What is required | Count the lines in the records below that contain the string "bounding", and give only the number.

* START Data *

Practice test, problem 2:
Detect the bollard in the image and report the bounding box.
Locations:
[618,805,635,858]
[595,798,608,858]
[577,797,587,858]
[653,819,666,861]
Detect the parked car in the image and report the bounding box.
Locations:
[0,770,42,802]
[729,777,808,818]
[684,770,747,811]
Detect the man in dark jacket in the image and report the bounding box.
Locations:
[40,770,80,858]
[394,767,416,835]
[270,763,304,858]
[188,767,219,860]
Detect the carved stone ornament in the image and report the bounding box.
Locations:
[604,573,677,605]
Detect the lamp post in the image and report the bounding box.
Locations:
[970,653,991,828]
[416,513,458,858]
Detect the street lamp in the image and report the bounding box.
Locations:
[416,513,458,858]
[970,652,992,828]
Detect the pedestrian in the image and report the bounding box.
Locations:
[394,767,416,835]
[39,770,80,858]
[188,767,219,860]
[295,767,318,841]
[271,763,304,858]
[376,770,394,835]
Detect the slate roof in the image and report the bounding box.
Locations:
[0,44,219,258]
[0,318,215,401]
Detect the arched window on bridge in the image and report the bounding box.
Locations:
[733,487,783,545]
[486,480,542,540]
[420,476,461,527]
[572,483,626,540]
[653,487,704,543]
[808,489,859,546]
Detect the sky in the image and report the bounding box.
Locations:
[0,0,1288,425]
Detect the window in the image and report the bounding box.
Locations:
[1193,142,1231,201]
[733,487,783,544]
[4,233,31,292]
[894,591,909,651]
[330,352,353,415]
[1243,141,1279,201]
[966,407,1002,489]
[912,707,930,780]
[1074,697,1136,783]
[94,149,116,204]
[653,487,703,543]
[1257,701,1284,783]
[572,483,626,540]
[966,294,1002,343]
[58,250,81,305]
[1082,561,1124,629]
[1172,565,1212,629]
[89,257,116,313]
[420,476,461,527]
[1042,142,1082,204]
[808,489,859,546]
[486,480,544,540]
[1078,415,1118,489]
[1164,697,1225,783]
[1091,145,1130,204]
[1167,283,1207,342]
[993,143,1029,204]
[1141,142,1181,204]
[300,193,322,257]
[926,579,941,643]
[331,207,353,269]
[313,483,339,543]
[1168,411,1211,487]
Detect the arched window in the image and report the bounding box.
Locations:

* END Data *

Right answer | 12